- Records
/---
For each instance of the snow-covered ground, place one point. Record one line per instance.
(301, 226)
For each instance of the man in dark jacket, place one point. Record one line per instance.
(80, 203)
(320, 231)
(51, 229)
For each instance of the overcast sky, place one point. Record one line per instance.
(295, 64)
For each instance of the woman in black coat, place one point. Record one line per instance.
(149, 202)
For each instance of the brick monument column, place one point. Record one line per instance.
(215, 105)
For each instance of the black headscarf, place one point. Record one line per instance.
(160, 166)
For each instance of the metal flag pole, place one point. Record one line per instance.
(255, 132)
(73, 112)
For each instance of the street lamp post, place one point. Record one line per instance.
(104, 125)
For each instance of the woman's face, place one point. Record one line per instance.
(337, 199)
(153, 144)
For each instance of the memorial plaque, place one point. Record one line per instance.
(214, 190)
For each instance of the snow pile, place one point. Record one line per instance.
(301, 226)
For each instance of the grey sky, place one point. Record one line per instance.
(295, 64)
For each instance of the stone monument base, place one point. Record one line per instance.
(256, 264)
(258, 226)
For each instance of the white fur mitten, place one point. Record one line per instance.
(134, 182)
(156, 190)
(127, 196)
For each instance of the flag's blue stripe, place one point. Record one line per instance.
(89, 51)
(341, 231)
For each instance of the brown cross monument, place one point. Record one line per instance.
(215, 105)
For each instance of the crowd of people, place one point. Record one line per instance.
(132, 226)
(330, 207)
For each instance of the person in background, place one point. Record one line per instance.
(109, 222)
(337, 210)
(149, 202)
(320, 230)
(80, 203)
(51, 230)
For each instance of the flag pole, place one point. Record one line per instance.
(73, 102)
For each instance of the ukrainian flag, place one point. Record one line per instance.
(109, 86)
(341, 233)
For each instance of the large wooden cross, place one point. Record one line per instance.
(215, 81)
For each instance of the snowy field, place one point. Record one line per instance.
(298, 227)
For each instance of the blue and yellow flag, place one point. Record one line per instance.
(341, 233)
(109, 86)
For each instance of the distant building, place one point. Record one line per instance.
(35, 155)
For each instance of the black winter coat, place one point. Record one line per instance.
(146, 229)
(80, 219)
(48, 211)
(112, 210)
\---
- Set task
Output the records from the line with "For each instance of the flag's" up to and including the last line of the records as a two-column CSV with the header instruction,points. Each instruction line and the coordinate lines under it make one row, each column value in a single quoted field with line breaks replaced by spaces.

- Result of this exercise
instruction,points
"For each instance of the flag's blue stripe, place one point. Record one line per instance.","(89, 51) (341, 231)"
"For each instance of the brown cross monument, place one point. Record one line per instance.","(215, 105)"
"For each instance of the crowd of people, place one point. Record one line per instance.","(132, 226) (330, 207)"
"For each instance of the person in background, place one point. Record one line per instance.","(109, 222) (337, 210) (149, 202) (320, 230) (80, 203) (51, 230)"
"For each instance of the flag pole, place one point. Record one line per instance.","(73, 102)"
"For each instance of the ukrainian flag, place one point. Record one line per instance.","(109, 86) (341, 233)"
"For each instance of the large wooden cross, place one point. Record one line per instance.","(215, 81)"
"For each instance of the snowy field, place one point. Record one line per instance.","(298, 227)"
"For each instance of the blue and yellow flag, place one point. Record one line per instance.","(341, 233) (109, 86)"
"For each instance of the distant building, place one point. Record one line per instance.","(35, 155)"
"For each instance of the black winter coat, place one point. Record one line per instance.","(146, 229) (80, 219) (48, 211) (112, 210)"